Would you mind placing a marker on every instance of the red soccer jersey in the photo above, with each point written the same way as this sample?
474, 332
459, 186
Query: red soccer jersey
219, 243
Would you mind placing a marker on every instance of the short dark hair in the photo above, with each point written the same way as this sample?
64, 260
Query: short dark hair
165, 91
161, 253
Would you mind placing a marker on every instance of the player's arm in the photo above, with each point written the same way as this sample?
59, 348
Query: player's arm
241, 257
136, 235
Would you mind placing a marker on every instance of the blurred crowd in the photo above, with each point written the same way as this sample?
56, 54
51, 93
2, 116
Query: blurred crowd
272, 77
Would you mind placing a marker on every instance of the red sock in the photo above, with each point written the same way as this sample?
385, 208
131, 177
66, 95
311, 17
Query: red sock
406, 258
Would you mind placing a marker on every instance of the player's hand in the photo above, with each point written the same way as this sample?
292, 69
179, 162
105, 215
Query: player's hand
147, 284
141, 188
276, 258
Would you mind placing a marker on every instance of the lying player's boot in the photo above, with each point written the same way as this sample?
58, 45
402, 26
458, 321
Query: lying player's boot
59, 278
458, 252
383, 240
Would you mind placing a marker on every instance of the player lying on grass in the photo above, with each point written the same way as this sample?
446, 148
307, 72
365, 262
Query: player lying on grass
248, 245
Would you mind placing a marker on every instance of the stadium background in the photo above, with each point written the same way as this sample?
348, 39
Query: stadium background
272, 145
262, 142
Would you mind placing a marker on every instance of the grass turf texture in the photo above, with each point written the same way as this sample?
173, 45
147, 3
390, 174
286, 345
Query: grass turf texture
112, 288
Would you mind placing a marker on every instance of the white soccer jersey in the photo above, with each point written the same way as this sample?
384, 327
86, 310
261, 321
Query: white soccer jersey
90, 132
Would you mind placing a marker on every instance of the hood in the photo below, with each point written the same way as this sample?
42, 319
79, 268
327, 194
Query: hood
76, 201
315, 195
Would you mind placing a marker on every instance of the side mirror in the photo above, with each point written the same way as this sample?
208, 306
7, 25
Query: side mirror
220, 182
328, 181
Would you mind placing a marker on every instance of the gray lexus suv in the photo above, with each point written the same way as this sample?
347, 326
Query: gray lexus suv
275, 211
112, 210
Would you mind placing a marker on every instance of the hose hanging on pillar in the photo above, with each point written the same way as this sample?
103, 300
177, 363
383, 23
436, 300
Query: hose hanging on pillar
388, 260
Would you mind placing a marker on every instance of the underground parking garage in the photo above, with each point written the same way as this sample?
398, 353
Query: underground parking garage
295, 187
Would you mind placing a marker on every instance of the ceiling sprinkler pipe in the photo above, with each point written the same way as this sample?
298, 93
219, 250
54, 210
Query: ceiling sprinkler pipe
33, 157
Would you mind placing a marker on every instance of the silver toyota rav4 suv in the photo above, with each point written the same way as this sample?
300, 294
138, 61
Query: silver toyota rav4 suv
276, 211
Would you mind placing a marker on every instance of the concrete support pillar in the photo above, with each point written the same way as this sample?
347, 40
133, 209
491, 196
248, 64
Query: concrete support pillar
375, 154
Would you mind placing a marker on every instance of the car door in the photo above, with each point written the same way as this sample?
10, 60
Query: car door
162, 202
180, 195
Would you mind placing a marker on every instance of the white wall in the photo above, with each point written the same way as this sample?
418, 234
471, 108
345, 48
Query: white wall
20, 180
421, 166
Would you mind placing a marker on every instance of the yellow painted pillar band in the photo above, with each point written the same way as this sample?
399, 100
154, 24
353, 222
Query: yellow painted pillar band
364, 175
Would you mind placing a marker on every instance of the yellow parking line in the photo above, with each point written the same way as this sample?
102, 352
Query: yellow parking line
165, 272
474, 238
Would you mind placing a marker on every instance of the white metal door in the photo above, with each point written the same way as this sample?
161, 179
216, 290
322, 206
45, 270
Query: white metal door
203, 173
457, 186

The task – Rewrite all the entries above, replacing each occurrence of "placing a marker on" with "putting a point on" and keeping everything else the same.

Full solution –
Would you mind putting a point on every instance of the red soccer jersey in the photo above, with each point written the same way as this sample?
474, 332
459, 186
Query: red soccer jersey
219, 243
Would you mind putting a point on every instance of the short dark hair in the photo above, with each point written the same way as this sample?
64, 260
Query: short dark hair
165, 91
161, 253
Would you mind putting a point on every instance of the player's arm in the photo above, with each point written the same way as this sample?
59, 348
Query: player's arm
241, 257
136, 235
Would you mind putting a point on every instance of the blurred crowd in the photo above, with each point written the same way as this sample?
56, 54
51, 93
2, 116
Query: blurred crowd
272, 77
Would you mind putting a point on every instance of the red sock in the photo above, with each point written the same way as this sample?
385, 208
131, 177
66, 95
311, 17
Query: red sock
406, 258
Would you mind putting a point on every instance of the player's hand in the photo above, with each point written the same way as this sample?
292, 69
179, 162
105, 215
Query: player's hand
147, 284
141, 188
276, 258
Would you mind putting a point on every instance of the lying player's boot in the photo above, with each point written the same way as this sample?
58, 45
402, 26
458, 321
Query: lying player's boot
59, 278
458, 252
383, 240
Would you mind putting a point on every instance of the player lying on grass in the photo above, with each point written the same way as this sample?
446, 148
307, 72
365, 262
Query: player lying on grass
248, 245
Would you mind putting a point on every instance of the stadium background in the photo above, with each point written the same way as this sample?
348, 39
Query: stadium background
272, 145
262, 142
Would you mind putting a point on every instance of the grass turf texture in the photo above, with each point written the same way as this sample?
173, 45
147, 3
390, 174
286, 345
Query: grass turf texture
112, 288
Would you mind putting a point on every instance of the white soccer jersey in the photo above, with each point written the same way as this sample?
384, 327
86, 310
261, 321
Query: white soccer jersey
90, 132
Would you mind putting a point on every instance of the hood in the photo below, with each point written the same way as this sample?
42, 319
79, 268
327, 194
Query: hood
76, 201
315, 195
Would you mind putting a point on every instance of the side mirror in the photo above, with each point written the same way as this sample?
208, 306
7, 25
Query: side mirror
220, 182
328, 181
Would you mind putting a point on every instance of the gray lexus suv in the photo above, with each point written the same way as this sample?
347, 326
Query: gray lexus suv
275, 211
112, 210
Would you mind putting a point on every instance of the hose hanging on pillar in the photo above, with each point written the same way as this sample?
103, 300
177, 363
383, 23
436, 300
Query: hose hanging on pillar
388, 260
Would you mind putting a point on every instance of the underground parking garage in the photo above, with each point written the same way as this sample?
398, 353
Query: underground parking garage
295, 187
Would you mind putting a point on every instance of the ceiling sprinkler pipe in the photo above, with each point written the same way as this sample?
298, 93
219, 250
54, 210
Query: ceiling sprinkler pipe
33, 157
Would you mind putting a point on every instance of the silver toyota rav4 suv in the photo above, with each point written the same way as this sample?
300, 294
138, 61
Query: silver toyota rav4 suv
276, 211
Would you mind putting a point on every instance of the concrete support pillar in the photo above, with each point written the same way as this sample?
347, 40
133, 209
491, 196
248, 64
Query: concrete support pillar
375, 154
Would you mind putting a point on every instance of the car door in the photo above, with each point written the same way as this sample?
10, 60
Query: car door
162, 202
180, 195
Would you mind putting a point on every instance of the white wall in the photo above, with each point written the same way as this sample?
418, 234
471, 108
345, 48
Query: white wall
20, 180
421, 166
Would you mind putting a point on every instance of the yellow painted pillar band in the photo above, with each point written the same way as this sample?
399, 100
154, 24
353, 222
Query: yellow painted pillar band
364, 175
Would you mind putting a point on every instance of the yellow parking line in the photo above, with each point written the same way as this sample?
102, 352
Query: yellow parking line
165, 272
474, 238
Would you mind putting a point on every instance of the white metal door in the photo above, with each point written the same way as this sample?
161, 179
216, 290
322, 206
45, 270
Query: white metal door
203, 173
457, 186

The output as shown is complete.